By DOUG THOMPSON
Truth, it is said, is the first casualty of war.Civilizations on earth have waged war since the beginning of time and those who wage it were the first to recognize that truth and war could not co-exist.
“In war, truth is the first casualty,” said Greek dramatist Aeschylus somewhere around 500 BC.
“All warfare is based on deception,” proclaimed fifth century Chinese General Sun Tzu in his military manual, The Art of War.
Perhaps it is fitting that Sun Tzu is one of the credited authors of the belief that wars must be based on lies. The Art of War is required reading in many political science courses and is widely cited as the perfect manual for political campaigns by practitioners ranging from James Carville to Karl Rove.
With that background in mind should we be surprised by America finds itself once again mired in a war founded on deception, driven by deceit and fueled by the illusion of victory?
War, by its very nature, can only exist through a desire to portray things as they are not in order to achieve goals that are misstated through expectations that cannot be met. Go back through the history of wars and you will find one side or the other, or both sides, breaking promises or making claims that were untrue.
In the end, war only fuels hatred and spawns new enemies. Desert Storm, the war waged by President George W. Bush’s daddy to protect our oil interests in Kuwait, sparked Osama bin Laden’s crusade that led to a first failed attack on the World Trade Center in New York and then the successful attacks of September 11, 2001.
It is now documented fact that the reasons used to launch an invasion of Iraq in 2003 were lies perpetuated by an administration determined to wage war at all cost. For four years now we have watched the same administration pile lie upon lie, claiming outright victory once and when that didn’t’ pan out, perpetuating the lie that victory was at hand.
We were told Americans would be welcomed as liberators. They weren’t and they never will be. We were told conditions in Iraq were improving when, in fact, they were getting worse. Hundreds of thousands of Iraqi civilians have been killed or wounded by American military actions – or the violence that those actions spawned – and some two million Iraqis – eight percent of the country’s population – have fled their homelands.
Yet the administration continues to lie by claiming the war can be salvaged if we just send more Americans into the country to die. We’ve lost more than 3,000 American lives so far and private Pentagon estimates say that could double this year and possibly hit 10,000 by the end of 2008. Add to that the 30,000 or so wounded, many of them maimed for life.

:: WHAT IS NEEDED ::
Please copy the essay on war and deception word for word, from "With that background" up to and including "illusion of victory?".

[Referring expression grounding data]

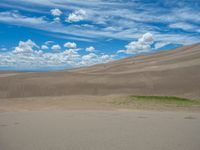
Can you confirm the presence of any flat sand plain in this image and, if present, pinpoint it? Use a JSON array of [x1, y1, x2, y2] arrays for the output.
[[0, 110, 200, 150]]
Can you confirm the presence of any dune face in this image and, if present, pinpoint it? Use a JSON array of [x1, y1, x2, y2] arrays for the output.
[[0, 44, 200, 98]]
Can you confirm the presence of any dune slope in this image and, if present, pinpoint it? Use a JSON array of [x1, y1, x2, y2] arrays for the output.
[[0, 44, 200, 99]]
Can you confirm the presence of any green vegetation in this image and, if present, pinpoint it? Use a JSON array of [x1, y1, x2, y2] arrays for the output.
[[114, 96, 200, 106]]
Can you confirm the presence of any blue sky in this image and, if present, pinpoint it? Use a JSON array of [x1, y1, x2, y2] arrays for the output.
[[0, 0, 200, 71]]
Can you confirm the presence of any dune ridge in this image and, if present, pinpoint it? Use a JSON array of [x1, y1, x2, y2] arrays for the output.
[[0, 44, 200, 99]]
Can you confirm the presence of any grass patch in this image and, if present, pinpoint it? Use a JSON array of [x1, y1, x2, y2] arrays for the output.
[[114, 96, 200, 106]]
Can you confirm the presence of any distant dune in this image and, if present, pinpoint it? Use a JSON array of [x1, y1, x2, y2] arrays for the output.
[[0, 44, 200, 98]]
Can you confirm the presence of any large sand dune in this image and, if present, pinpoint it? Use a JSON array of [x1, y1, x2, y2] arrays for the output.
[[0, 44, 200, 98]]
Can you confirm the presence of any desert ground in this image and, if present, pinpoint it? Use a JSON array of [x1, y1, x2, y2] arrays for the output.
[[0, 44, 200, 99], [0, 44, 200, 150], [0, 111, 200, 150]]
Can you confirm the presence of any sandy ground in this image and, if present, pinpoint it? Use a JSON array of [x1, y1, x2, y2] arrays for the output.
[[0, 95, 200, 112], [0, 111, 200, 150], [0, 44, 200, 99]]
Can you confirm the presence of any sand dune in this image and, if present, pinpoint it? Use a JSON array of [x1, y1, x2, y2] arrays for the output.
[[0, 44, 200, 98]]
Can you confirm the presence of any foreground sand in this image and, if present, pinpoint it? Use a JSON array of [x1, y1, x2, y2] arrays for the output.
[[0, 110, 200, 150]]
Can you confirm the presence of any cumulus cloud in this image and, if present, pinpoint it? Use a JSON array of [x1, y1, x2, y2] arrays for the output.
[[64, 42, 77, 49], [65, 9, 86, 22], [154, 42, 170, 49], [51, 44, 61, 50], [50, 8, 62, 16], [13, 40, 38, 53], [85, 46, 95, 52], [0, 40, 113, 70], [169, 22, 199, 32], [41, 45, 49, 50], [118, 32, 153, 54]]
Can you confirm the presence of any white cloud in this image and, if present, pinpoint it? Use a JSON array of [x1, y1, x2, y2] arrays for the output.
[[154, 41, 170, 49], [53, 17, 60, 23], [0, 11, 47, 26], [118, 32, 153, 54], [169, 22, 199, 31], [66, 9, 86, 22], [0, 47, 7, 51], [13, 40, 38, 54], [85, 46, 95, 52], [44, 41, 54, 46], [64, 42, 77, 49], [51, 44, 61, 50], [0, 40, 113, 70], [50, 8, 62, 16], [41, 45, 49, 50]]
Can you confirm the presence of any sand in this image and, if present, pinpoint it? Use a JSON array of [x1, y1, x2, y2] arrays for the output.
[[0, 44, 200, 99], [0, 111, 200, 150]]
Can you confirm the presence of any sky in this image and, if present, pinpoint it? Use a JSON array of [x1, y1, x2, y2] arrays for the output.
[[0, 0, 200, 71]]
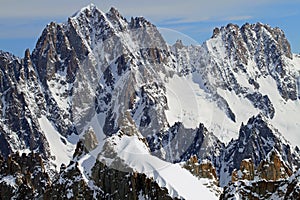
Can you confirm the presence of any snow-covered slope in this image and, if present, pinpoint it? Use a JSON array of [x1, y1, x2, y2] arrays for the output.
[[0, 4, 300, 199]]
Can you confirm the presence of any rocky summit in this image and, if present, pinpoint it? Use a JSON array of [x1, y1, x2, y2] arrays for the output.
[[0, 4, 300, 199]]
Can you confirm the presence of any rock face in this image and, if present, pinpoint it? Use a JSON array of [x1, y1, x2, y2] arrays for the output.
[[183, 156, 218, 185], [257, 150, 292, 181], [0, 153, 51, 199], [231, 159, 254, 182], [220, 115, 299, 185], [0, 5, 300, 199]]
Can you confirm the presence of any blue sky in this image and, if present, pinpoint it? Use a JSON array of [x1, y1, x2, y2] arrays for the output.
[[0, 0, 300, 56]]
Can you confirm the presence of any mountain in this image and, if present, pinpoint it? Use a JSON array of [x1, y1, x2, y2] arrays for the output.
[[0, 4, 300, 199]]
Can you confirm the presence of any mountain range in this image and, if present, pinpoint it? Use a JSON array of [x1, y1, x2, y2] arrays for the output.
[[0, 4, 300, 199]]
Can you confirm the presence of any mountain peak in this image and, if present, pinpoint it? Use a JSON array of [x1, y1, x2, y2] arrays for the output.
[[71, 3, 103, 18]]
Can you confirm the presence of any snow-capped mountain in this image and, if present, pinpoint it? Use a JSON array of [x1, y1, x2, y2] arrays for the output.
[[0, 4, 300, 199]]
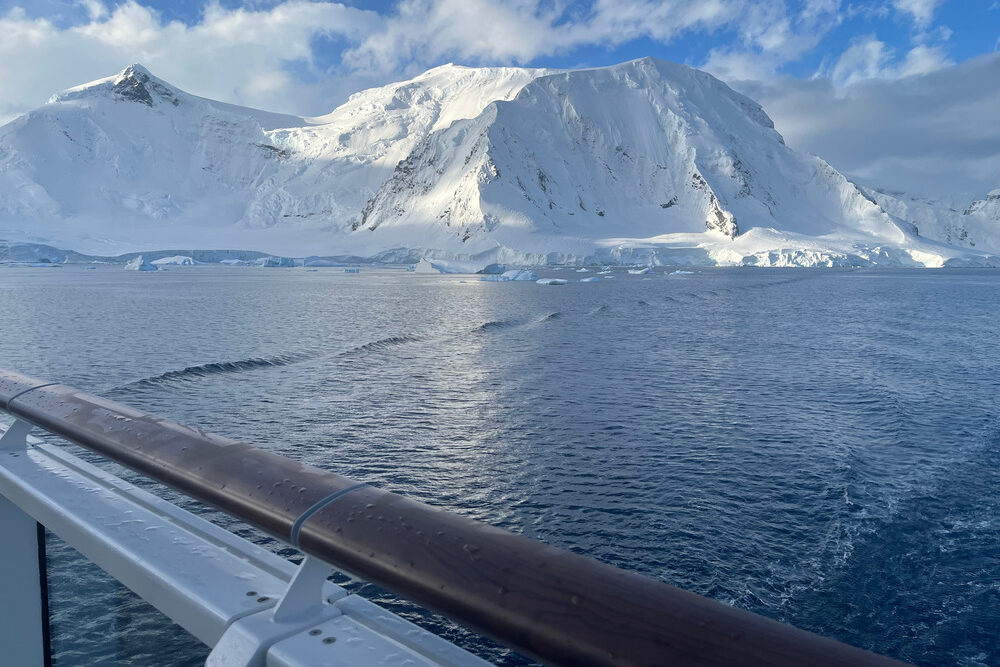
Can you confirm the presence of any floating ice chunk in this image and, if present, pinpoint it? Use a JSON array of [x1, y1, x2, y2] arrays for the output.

:: WRITTEN RESPONSE ::
With that background in mind should we be surprised by America finds itself once again mired in a war founded on deception, driven by deceit and fueled by the illusion of victory?